José Facury, na peça "Gepetto conta Pinóquio",
Direção de Eduardo Magalhães, eduardinho,
uma montagem de 2004.
   
     Nestes dez anos de vida do Teatro Municipal de Cabo Frio, dois Eduardos deixaram referências na vida cultural da cidade por terem passado por lá em suas curtas vidas, marcadas por existências singularmente breves. Para eu que acompanhei tais trajetórias bem de perto, muitas das vezes sendo até referência das suas dúvidas cênicas, só readquiri forças para traçar estas linhas por conta da necessidade de extravasá-la do meu combalido coração e dividir um pouco com leitor a perda do segundo Dudú com apenas seus vinte e três anos de idade. Os dois chegaram lá na época em que eu o coordenava artisticamente.

TAREFA A → Liste todas as indicações de tempo ou de idade expressas com números, em algarismos ou por extenso, que aparecem no trecho sobre o Teatro Municipal de Cabo Frio.

CONJUNTO DE DADOS →
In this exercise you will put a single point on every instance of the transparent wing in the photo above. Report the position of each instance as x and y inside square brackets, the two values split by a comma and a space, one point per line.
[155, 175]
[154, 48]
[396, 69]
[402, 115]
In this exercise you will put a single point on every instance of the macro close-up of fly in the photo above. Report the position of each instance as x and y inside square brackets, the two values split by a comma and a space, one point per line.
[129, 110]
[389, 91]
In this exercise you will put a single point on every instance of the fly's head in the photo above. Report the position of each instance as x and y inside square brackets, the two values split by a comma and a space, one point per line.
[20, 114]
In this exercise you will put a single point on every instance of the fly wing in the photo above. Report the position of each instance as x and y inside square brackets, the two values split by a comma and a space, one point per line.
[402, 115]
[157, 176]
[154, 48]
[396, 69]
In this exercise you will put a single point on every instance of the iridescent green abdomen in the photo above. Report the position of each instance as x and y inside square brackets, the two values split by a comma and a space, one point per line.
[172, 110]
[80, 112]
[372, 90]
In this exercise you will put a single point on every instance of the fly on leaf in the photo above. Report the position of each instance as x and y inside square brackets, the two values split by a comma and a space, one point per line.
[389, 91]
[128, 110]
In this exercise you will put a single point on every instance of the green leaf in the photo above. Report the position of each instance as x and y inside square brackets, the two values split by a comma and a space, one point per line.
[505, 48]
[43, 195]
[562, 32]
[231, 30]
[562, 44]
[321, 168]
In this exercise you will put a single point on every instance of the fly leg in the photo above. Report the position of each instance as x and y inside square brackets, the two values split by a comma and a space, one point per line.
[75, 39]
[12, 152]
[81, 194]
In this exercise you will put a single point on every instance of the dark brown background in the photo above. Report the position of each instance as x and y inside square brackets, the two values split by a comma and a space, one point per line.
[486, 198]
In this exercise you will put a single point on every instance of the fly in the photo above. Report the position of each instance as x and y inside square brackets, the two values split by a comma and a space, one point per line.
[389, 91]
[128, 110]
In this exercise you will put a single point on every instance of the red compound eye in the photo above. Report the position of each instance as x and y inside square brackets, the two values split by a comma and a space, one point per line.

TAREFA B → Informe cada linha das entradas que contém a palavra "wing".

RESPOSTA A →
2004
dez anos
vinte e três anos

RESPOSTA B →
In this exercise you will put a single point on every instance of the transparent wing in the photo above. Report the position of each instance as x and y inside square brackets, the two values split by a comma and a space, one point per line.
In this exercise you will put a single point on every instance of the fly wing in the photo above. Report the position of each instance as x and y inside square brackets, the two values split by a comma and a space, one point per line.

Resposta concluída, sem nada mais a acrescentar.